BEGIN RECORDS FOR THIS EXERCISE
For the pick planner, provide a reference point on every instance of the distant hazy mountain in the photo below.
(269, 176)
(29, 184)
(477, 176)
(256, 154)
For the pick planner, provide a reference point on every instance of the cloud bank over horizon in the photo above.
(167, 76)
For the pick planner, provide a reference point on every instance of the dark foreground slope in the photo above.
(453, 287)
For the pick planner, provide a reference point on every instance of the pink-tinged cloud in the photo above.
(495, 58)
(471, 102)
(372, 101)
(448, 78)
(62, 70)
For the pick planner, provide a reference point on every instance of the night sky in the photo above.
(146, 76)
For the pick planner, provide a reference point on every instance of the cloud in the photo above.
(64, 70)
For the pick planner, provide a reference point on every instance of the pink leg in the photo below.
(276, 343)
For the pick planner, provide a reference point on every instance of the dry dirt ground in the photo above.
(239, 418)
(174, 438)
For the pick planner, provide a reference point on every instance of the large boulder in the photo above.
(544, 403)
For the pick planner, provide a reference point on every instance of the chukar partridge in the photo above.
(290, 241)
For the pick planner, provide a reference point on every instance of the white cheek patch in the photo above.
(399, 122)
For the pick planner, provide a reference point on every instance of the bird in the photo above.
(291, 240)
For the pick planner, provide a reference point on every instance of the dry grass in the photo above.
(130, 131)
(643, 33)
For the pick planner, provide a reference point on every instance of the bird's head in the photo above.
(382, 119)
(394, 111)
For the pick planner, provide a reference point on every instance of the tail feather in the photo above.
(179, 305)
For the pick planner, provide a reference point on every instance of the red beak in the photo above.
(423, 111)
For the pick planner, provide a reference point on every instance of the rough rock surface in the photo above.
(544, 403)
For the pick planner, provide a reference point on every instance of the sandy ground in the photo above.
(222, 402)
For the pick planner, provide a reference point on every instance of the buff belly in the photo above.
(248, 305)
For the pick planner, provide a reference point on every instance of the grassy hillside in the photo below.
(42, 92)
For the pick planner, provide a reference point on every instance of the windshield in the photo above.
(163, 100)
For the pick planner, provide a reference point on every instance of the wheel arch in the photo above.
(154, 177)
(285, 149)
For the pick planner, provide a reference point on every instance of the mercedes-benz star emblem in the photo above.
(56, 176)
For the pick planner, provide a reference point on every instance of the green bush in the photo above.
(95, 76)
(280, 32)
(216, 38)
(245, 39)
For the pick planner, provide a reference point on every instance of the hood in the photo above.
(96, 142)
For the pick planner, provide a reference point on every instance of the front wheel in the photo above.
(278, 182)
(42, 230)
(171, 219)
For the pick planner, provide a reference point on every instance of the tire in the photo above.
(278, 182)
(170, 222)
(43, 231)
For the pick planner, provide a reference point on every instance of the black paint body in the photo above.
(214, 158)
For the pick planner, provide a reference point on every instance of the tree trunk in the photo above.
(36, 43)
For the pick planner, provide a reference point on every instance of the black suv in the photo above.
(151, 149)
END RECORDS FOR THIS EXERCISE
— EXERCISE —
Rewrite the listing above, substituting "single marker" for each occurrence of "reference point" and keeping everything else the same.

— RESULT FOR THIS TASK —
For the pick planner, provide a single marker on every instance of the distant hazy mountain in the photo below.
(269, 176)
(29, 184)
(477, 176)
(256, 154)
For the pick planner, provide a single marker on every instance of the cloud bank over horizon in the photo above.
(167, 76)
For the pick planner, provide a single marker on every instance of the dark foreground slope in the photo above.
(453, 287)
For the pick planner, provide a single marker on every instance of the pink-tinged cloud in the photo above.
(495, 58)
(471, 102)
(372, 101)
(448, 78)
(62, 70)
For the pick planner, provide a single marker on every instance of the night sky in the photo above.
(146, 76)
For the pick planner, provide a single marker on every instance of the cloud in the photo above.
(64, 70)
For the pick planner, provide a single marker on every instance of the pink leg in the photo below.
(276, 343)
For the pick planner, provide a single marker on every instance of the dry dirt ground in the photo above.
(239, 418)
(174, 438)
For the pick planner, provide a single marker on every instance of the large boulder in the photo above.
(544, 403)
For the pick planner, provide a single marker on every instance of the chukar partridge in the photo above.
(290, 241)
For the pick planner, provide a single marker on every instance of the white cheek patch in the photo above.
(399, 122)
For the pick planner, provide a single marker on every instance of the bird in the photo above.
(291, 240)
For the pick planner, provide a single marker on every instance of the dry grass in the photo above.
(130, 131)
(643, 33)
For the pick planner, provide a single marker on every instance of the bird's head in the photo above.
(382, 119)
(394, 111)
For the pick planner, provide a single marker on every instance of the tail feather in the photo above.
(179, 305)
For the pick planner, provide a single marker on every instance of the red beak in the photo above.
(423, 111)
For the pick planner, provide a single marker on every instance of the rough rock surface in the photo above.
(544, 403)
For the pick planner, provide a single marker on every instance of the sandy ground in the photo above.
(222, 402)
For the pick planner, provide a single marker on every instance of the buff belly in the photo above.
(248, 305)
For the pick planner, provide a single marker on every instance of the grassy hillside in the photo below.
(42, 92)
For the pick planner, provide a single marker on every instance of the windshield in the photo above.
(163, 100)
For the pick planner, provide a single marker on every instance of the wheel arch in the photo above.
(154, 177)
(285, 149)
For the pick planner, provide a single marker on every instance of the mercedes-benz star emblem in the photo above.
(56, 176)
For the pick planner, provide a single marker on every instance of the green bush in the photo above.
(95, 76)
(280, 32)
(216, 38)
(245, 39)
For the pick planner, provide a single marker on every instance of the hood in the photo above.
(96, 142)
For the pick planner, provide a single marker on every instance of the front wheel in the photo above.
(278, 182)
(42, 230)
(171, 219)
For the pick planner, provide a single marker on every instance of the tire in the photo above.
(278, 182)
(170, 222)
(43, 231)
For the pick planner, provide a single marker on every instance of the black paint body in the photo above.
(214, 158)
For the pick planner, provide a single marker on every instance of the tree trunk in the photo above.
(36, 43)
For the pick planner, provide a single marker on every instance of the black suv in the photo above.
(151, 149)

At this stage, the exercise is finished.